Deine Aufgabe: Bearbeite die Zeilen vom Anfang der Einträge bis einschließlich der Zeile mit „Target: table metal leg“: Ersetze darin „metal“ durch „steel“ und lass alles andere unverändert. Gib nur diese Zeilen aus.

◇ ◇ ◇

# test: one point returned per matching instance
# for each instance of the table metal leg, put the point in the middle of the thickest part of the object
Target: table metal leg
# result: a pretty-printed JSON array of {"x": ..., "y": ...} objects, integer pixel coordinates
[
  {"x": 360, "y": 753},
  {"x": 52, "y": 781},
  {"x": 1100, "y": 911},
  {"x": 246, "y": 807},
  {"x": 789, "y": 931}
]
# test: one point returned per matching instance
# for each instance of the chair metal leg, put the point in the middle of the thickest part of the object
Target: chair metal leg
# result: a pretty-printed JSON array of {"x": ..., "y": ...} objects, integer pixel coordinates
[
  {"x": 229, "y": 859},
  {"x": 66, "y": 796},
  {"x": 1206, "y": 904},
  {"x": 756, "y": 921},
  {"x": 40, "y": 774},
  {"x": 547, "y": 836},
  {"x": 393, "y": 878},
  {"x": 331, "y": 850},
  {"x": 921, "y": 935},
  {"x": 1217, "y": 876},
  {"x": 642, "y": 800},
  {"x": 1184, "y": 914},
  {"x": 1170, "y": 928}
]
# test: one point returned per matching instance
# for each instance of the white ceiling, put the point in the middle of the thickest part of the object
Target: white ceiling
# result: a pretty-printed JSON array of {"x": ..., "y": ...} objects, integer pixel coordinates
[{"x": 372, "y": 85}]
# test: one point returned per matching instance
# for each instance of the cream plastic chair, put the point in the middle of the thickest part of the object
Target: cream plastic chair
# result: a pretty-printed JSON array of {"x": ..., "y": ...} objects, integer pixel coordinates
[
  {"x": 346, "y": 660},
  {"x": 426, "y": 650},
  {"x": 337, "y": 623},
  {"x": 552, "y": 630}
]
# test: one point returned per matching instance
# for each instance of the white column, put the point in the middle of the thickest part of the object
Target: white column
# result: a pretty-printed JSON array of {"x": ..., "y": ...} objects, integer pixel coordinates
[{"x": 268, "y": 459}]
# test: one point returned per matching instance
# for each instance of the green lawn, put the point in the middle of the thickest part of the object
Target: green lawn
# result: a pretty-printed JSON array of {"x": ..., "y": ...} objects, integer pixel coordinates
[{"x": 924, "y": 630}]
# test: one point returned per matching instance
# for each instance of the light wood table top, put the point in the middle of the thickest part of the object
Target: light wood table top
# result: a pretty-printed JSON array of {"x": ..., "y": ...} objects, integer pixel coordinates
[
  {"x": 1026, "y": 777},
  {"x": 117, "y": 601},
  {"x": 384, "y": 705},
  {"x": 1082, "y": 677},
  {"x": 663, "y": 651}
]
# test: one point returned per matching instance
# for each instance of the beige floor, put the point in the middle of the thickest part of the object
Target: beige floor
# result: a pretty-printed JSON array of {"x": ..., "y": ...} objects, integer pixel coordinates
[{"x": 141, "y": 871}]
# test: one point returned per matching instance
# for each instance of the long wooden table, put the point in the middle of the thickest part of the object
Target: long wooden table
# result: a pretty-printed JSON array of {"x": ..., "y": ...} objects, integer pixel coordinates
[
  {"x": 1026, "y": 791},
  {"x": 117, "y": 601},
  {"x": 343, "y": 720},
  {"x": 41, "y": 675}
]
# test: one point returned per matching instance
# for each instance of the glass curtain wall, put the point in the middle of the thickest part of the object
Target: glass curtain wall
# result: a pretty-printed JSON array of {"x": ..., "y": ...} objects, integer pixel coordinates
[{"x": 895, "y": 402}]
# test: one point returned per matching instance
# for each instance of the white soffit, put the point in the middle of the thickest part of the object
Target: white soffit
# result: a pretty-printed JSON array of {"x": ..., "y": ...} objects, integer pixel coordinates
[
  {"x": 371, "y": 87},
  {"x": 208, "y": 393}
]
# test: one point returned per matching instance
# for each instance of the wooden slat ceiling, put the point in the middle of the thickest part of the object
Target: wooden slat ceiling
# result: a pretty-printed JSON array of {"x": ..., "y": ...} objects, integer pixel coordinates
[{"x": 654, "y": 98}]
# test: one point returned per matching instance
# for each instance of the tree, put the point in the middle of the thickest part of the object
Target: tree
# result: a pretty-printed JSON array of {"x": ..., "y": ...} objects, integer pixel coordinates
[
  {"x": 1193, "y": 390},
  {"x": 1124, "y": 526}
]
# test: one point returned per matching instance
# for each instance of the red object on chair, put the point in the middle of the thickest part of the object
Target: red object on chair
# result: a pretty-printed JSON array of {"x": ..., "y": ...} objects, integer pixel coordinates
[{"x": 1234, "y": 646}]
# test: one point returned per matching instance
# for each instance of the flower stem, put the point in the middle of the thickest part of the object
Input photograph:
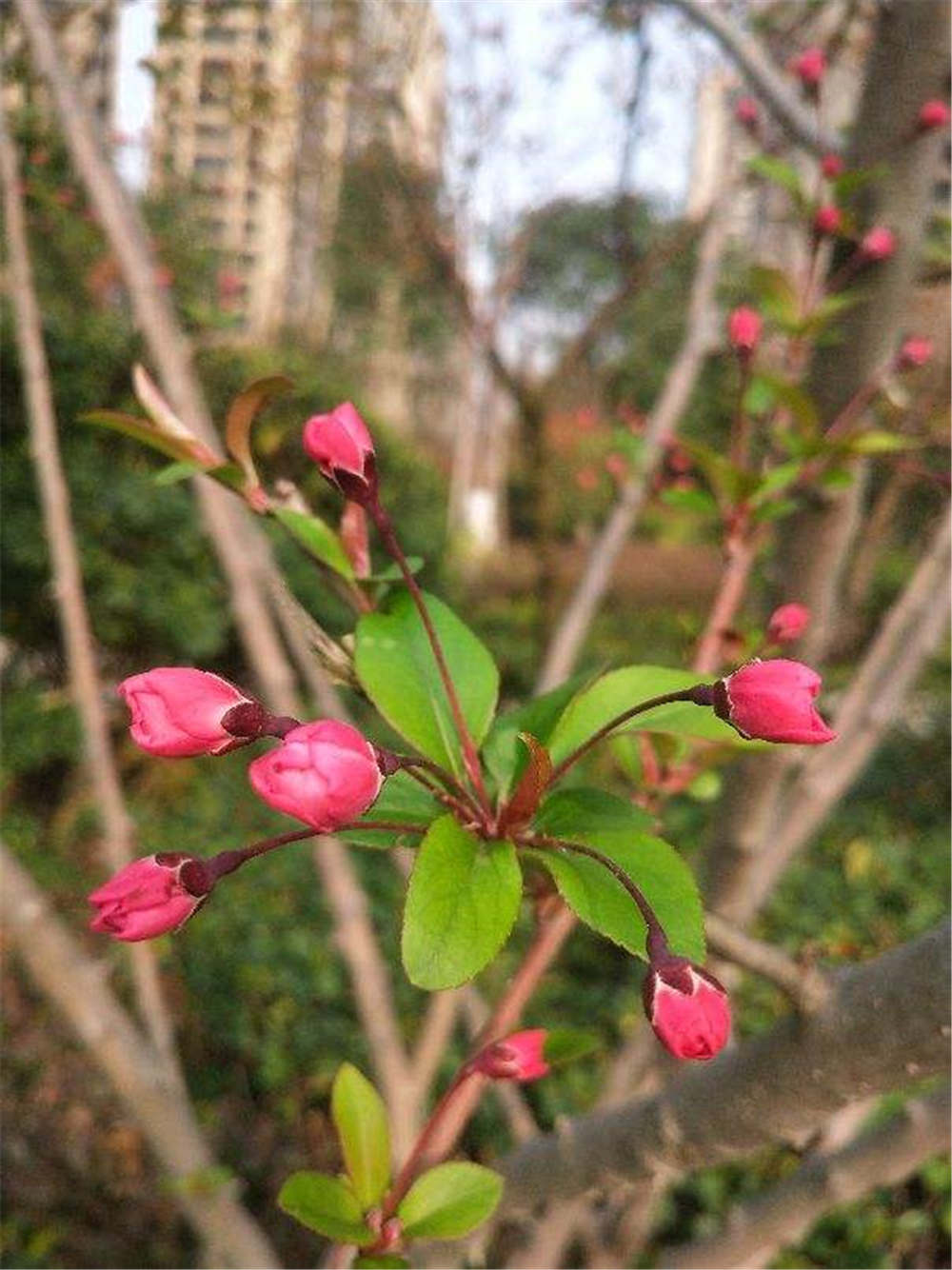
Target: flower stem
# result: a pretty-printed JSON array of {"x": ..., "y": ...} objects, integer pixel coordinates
[
  {"x": 471, "y": 760},
  {"x": 700, "y": 695}
]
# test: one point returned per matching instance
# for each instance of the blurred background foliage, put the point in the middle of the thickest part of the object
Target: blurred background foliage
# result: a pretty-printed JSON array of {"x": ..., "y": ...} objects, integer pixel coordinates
[{"x": 262, "y": 1001}]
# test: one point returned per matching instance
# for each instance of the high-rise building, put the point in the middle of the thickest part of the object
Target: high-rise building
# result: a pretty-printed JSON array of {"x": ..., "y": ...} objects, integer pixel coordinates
[
  {"x": 87, "y": 33},
  {"x": 259, "y": 103}
]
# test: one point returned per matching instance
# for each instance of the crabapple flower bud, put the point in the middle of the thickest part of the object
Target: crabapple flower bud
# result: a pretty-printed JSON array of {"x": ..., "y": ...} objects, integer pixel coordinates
[
  {"x": 517, "y": 1058},
  {"x": 787, "y": 624},
  {"x": 832, "y": 167},
  {"x": 343, "y": 448},
  {"x": 687, "y": 1007},
  {"x": 828, "y": 220},
  {"x": 914, "y": 352},
  {"x": 933, "y": 114},
  {"x": 150, "y": 897},
  {"x": 810, "y": 68},
  {"x": 746, "y": 112},
  {"x": 773, "y": 702},
  {"x": 744, "y": 327},
  {"x": 179, "y": 711},
  {"x": 878, "y": 244},
  {"x": 324, "y": 774}
]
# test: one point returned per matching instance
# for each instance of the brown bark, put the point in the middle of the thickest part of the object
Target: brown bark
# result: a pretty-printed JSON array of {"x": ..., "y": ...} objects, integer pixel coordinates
[{"x": 769, "y": 1090}]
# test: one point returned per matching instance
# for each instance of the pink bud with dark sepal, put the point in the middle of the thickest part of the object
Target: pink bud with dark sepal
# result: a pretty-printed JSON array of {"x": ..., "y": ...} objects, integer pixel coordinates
[
  {"x": 773, "y": 700},
  {"x": 878, "y": 244},
  {"x": 179, "y": 711},
  {"x": 150, "y": 897},
  {"x": 687, "y": 1007},
  {"x": 744, "y": 327},
  {"x": 810, "y": 67},
  {"x": 933, "y": 114},
  {"x": 913, "y": 353},
  {"x": 324, "y": 774},
  {"x": 832, "y": 167},
  {"x": 787, "y": 624},
  {"x": 517, "y": 1058},
  {"x": 746, "y": 112},
  {"x": 343, "y": 448},
  {"x": 828, "y": 219}
]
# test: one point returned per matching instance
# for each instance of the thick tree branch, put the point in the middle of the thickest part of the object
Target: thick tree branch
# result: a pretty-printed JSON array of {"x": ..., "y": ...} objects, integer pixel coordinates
[
  {"x": 76, "y": 985},
  {"x": 577, "y": 617},
  {"x": 883, "y": 1156},
  {"x": 875, "y": 1035},
  {"x": 764, "y": 78},
  {"x": 118, "y": 839}
]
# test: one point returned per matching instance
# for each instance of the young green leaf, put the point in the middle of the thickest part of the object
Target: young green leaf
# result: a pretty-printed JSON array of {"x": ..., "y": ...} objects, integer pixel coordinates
[
  {"x": 461, "y": 904},
  {"x": 361, "y": 1121},
  {"x": 620, "y": 690},
  {"x": 590, "y": 890},
  {"x": 318, "y": 539},
  {"x": 396, "y": 667},
  {"x": 327, "y": 1205},
  {"x": 402, "y": 799},
  {"x": 449, "y": 1201}
]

◇ ◇ ◇

Endgültige Antwort:
# test: one point returned per matching instance
# for each instance of the table steel leg, put the point in the middle of the thickest part of the object
Target: table steel leg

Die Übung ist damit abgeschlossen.